**Exercise objective:**
Report each line from the records where the string "segment" turns up.

Dataset entries
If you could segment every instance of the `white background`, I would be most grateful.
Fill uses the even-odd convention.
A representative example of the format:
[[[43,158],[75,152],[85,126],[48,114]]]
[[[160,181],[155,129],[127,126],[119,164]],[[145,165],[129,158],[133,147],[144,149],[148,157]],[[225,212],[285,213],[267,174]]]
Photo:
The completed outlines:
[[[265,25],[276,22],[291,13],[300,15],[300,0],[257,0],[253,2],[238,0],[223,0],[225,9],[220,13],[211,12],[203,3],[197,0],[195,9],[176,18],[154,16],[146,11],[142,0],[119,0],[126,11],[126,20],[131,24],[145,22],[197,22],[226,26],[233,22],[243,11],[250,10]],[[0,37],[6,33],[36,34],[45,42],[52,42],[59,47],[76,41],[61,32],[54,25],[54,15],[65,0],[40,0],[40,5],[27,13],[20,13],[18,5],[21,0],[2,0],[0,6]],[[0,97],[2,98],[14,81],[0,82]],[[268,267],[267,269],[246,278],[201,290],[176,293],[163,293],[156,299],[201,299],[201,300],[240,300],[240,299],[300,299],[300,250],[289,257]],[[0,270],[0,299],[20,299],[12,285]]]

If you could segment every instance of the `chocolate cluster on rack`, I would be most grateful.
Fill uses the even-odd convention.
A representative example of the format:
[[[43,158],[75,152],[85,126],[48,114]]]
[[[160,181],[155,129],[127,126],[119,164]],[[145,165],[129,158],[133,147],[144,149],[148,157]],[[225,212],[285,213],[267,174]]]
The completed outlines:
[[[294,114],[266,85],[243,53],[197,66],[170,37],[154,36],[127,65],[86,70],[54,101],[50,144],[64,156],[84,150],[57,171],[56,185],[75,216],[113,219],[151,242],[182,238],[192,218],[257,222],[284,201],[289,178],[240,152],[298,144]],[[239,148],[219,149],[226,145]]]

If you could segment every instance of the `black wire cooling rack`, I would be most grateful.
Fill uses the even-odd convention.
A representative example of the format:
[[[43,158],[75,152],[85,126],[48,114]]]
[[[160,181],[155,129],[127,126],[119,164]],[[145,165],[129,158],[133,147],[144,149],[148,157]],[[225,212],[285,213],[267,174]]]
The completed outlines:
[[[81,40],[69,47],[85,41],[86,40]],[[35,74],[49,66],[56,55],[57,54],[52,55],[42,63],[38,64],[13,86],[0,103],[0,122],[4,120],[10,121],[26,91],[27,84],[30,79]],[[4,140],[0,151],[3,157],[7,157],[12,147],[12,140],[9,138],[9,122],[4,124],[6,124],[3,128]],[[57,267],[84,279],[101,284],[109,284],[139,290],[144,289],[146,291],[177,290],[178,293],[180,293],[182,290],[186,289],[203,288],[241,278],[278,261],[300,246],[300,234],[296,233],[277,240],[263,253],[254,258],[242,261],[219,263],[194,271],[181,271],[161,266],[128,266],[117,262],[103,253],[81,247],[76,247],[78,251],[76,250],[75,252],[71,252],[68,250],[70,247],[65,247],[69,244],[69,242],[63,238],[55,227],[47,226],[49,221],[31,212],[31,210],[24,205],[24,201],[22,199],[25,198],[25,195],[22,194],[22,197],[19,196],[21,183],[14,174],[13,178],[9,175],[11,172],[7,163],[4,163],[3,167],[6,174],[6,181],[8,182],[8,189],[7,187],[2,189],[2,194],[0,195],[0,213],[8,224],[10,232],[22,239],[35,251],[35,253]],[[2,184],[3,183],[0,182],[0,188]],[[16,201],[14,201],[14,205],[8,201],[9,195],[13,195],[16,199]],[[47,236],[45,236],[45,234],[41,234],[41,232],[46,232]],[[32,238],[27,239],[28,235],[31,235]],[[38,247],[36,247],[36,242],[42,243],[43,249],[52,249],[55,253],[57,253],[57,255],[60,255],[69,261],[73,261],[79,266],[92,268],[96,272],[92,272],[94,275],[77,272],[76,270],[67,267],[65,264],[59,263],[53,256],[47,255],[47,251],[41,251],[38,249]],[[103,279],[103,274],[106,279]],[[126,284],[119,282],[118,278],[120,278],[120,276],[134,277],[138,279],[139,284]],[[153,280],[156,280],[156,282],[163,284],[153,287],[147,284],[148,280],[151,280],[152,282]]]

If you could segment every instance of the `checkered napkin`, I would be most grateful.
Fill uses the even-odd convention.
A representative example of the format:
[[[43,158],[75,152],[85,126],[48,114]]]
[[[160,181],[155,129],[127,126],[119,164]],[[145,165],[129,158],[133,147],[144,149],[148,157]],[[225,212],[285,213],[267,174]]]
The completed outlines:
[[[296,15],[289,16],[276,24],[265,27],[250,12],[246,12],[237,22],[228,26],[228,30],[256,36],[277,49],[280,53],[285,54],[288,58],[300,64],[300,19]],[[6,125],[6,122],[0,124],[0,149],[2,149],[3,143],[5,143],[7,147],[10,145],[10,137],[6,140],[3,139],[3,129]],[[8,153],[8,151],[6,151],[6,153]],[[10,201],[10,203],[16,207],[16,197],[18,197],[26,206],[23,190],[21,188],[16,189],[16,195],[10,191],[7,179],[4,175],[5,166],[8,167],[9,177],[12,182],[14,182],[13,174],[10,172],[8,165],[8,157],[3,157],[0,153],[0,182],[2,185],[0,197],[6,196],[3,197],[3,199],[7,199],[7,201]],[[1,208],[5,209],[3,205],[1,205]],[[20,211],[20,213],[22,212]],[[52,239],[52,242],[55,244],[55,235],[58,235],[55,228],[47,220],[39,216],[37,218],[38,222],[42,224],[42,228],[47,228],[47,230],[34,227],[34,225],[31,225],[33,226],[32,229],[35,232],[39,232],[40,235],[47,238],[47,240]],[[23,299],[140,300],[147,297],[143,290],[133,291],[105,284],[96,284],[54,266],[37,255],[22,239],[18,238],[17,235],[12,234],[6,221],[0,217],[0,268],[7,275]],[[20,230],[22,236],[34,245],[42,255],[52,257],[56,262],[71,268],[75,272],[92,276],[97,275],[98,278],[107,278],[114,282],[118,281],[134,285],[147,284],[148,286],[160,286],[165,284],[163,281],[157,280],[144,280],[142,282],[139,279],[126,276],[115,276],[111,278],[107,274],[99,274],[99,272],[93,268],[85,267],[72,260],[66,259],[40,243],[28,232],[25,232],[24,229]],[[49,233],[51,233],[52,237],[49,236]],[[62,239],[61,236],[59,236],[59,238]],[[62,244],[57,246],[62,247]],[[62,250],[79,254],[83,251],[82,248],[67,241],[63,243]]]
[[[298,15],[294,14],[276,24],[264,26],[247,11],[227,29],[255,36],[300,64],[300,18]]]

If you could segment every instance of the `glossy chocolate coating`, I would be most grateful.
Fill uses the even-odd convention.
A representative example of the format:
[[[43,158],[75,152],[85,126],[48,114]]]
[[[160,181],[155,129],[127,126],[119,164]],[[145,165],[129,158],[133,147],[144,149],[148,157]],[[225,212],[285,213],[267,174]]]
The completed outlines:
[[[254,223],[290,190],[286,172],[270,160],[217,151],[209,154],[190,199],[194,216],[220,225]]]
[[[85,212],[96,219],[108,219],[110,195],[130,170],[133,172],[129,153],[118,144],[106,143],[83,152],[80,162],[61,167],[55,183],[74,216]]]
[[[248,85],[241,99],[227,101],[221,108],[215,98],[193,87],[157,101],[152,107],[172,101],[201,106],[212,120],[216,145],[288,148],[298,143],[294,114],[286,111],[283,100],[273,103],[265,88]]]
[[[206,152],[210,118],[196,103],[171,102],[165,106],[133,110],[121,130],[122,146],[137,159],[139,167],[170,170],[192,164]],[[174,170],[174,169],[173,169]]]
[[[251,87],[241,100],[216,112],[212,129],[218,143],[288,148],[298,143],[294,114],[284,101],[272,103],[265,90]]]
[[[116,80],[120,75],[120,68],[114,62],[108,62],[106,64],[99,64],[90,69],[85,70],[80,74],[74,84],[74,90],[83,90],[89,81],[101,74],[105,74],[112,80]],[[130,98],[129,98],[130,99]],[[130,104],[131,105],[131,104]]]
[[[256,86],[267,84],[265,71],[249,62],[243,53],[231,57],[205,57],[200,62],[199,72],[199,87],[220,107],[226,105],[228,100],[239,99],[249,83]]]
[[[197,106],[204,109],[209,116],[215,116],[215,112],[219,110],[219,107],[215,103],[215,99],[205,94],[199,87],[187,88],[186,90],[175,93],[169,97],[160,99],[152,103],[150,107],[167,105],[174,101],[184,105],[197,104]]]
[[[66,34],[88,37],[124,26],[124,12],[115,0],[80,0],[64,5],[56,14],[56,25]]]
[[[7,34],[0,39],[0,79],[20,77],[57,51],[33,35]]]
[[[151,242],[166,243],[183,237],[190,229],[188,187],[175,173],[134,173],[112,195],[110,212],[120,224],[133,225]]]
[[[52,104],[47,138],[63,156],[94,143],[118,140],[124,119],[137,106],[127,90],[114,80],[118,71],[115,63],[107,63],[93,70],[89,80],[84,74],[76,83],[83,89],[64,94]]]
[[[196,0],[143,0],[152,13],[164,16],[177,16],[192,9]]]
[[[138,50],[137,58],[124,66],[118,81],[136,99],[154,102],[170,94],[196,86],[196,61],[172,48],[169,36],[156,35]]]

**Reply to the task:**
If you could segment every instance of the `white background`, I would be most grateful.
If you could segment every instance of the `chocolate cluster on rack`, I would be most grateful.
If you could segment every instance of the `black wire cooling rack`, I would be most grateful.
If you could segment every instance of the `checkered napkin`, I would be most grateful.
If you could segment every instance of the `glossy chocolate coating`, I would be most grateful.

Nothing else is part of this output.